◆ **QUÉ HACER**:
Reproduce sin cambios el fragmento del texto sobre la secuela de Trainspotting que va desde "Renton y Sick" hasta "viejos buenos tiempos.".

◆ **TEXTO PARA ANALIZAR**:
Todo lo que queda de la madre de Renton es una sombra proyectada sobre la pared del comedor. Obviamente es un efecto óptico, la silueta pertenece al propio Renton, pero se despliega como un manto para cubrir el sitio en el que su madre solía sentarse a la mesa. Así de sutil el director Danny Boyle pone en escena uno de los temas fundamentales de las dos entregas de Trainspotting: la rebeldía, el inconformismo y la insensatez son los síntomas de una reacción a la vida anodina con la que el estado del bienestar había sedado a los padres de toda una generación. En otras palabras: la jeringa representaba para Renton la única posibilidad de trascender, de dejar una huella en este mundo, pero sobre todo de combatir el tedio.
Boyle ha construido un metadiscurso interesantísimo en la secuela de Trainspotting, un juego de espejos que viene representado de forma literal en el clímax de la película, cuando el personaje al que interpreta Ewan McGregor trata de esconderse de las consecuencias de la traición perpetrada veinte años antes. La nueva película surge, evidentemente, como una iniciativa comercial enfocada a los bolsillos de aquella generación de jóvenes que se sintió reflejada en las aventuras nihilistas de aquellos escoceses descerebrados. Pero el director, lejos de limitarse a complacer a los nostálgicos, envuelve con un papel muy vistoso un caramelo envenenado.
T2, taquillazo asegurado en todo el mundo, se presenta como uno de los discursos más pertinentes al mundo actual, pero su manifiesto no tiene nada que ver con el contenido que del nuevo “Elige vivir” que Renton recita a Veronica en la mesa de un restaurante de moda. Lo que Boyle nos quiere decir -a partir del texto de Irvine Welsh y la adaptación de John Hodge- es que la nueva lacra de este mundo no es la maldita heroína, sino la miserable nostalgia. Esa terrible droga que nos está convenciendo de que cualquier tiempo pasado fue mejor.
Renton y Sick Boy ridiculizan a toda una parroquia protestante que ahoga en pintas de cerveza su melancolía por el año 1690, cuando expulsaron a los católicos. Pero ellos también son víctimas del mismo síndrome de Estocolmo con el pasado. El protagonista acaricia una nueva aguja, la de su tocadiscos, con la que acabará pinchando el vinilo de Iggy Pop. Cuando la punta de acero incide el disco, Renton experimenta una regresión especular con su propio yo de veinte años antes. Entonces, era la heroína que entraba en sus venas, ahora es el recuerdo de aquellos viejos buenos tiempos.

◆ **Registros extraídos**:
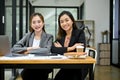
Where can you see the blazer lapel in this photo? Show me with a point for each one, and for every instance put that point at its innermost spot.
(43, 39)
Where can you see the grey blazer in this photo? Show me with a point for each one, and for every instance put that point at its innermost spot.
(27, 41)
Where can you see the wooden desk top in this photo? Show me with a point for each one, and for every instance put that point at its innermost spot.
(87, 60)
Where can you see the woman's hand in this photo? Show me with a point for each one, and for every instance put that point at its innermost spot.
(30, 48)
(74, 46)
(57, 44)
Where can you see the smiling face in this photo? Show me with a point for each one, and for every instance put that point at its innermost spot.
(66, 22)
(37, 23)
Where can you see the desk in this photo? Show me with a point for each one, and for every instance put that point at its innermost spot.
(48, 64)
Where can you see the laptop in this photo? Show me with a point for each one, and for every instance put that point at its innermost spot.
(4, 45)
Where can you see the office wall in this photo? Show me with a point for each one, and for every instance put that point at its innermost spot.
(56, 2)
(98, 10)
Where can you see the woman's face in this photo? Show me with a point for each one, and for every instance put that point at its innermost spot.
(66, 22)
(37, 23)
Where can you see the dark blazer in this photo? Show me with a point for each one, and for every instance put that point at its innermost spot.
(27, 41)
(78, 36)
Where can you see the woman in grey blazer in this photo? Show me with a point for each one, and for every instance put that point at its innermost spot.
(37, 41)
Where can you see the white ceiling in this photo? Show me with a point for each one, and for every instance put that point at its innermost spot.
(56, 2)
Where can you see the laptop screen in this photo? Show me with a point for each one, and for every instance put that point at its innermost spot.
(4, 45)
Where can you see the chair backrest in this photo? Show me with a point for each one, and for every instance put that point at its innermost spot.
(91, 52)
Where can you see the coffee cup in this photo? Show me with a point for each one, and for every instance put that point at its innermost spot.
(79, 48)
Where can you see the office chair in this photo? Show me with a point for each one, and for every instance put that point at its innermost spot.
(93, 53)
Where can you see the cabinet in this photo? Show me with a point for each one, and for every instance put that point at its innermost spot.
(89, 29)
(104, 53)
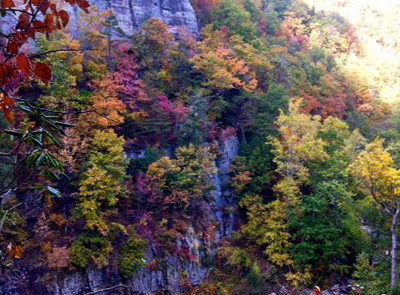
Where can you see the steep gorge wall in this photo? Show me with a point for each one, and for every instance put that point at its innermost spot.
(27, 279)
(131, 14)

◆ **SOLUCIÓN PROPUESTA**:
Renton y Sick Boy ridiculizan a toda una parroquia protestante que ahoga en pintas de cerveza su melancolía por el año 1690, cuando expulsaron a los católicos. Pero ellos también son víctimas del mismo síndrome de Estocolmo con el pasado. El protagonista acaricia una nueva aguja, la de su tocadiscos, con la que acabará pinchando el vinilo de Iggy Pop. Cuando la punta de acero incide el disco, Renton experimenta una regresión especular con su propio yo de veinte años antes. Entonces, era la heroína que entraba en sus venas, ahora es el recuerdo de aquellos viejos buenos tiempos.